__CONSIGNE__:
Réécrivez toutes les lignes des items ci-dessous sous forme de liste numérotée, sans les lignes vides.

══════

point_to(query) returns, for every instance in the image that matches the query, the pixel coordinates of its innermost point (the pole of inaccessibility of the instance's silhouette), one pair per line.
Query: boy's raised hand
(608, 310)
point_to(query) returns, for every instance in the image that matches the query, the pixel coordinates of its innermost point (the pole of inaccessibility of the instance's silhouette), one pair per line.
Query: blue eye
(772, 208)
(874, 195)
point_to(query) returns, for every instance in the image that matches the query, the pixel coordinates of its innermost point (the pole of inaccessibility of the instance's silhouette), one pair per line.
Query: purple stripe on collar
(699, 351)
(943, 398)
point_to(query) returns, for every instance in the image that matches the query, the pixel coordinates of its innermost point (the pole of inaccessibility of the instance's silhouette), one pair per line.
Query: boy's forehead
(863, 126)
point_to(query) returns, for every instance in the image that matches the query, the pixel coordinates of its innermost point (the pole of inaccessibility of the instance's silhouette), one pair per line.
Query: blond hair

══════

__RÉSULTAT__:
1. point_to(query) returns, for every instance in the image that matches the query, the pixel coordinates of its innermost point (the pole of inaccessibility of the instance's silhouette), one pair per line.
2. Query: boy's raised hand
3. (608, 310)
4. point_to(query) returns, for every instance in the image that matches the query, the pixel coordinates of its innermost point (the pole of inaccessibility of the instance's silhouette), one pair per line.
5. Query: blue eye
6. (772, 208)
7. (874, 195)
8. point_to(query) returns, for every instance in the image that matches the query, the pixel coordinates of its innermost point (the pole of inaccessibility of the instance's silhouette), one pair per line.
9. Query: purple stripe on collar
10. (699, 351)
11. (943, 398)
12. point_to(query) returns, for every instance in the image that matches the query, the pixel coordinates of its innermost point (the pole of inaccessibility of the instance's silhouette), one pair per line.
13. Query: boy's forehead
14. (863, 126)
15. point_to(query) returns, for every instance in the image that matches the query, the pixel coordinates of its innermost point (the pole of inaccessibility of the instance's silhouette), one pair per line.
16. Query: blond hair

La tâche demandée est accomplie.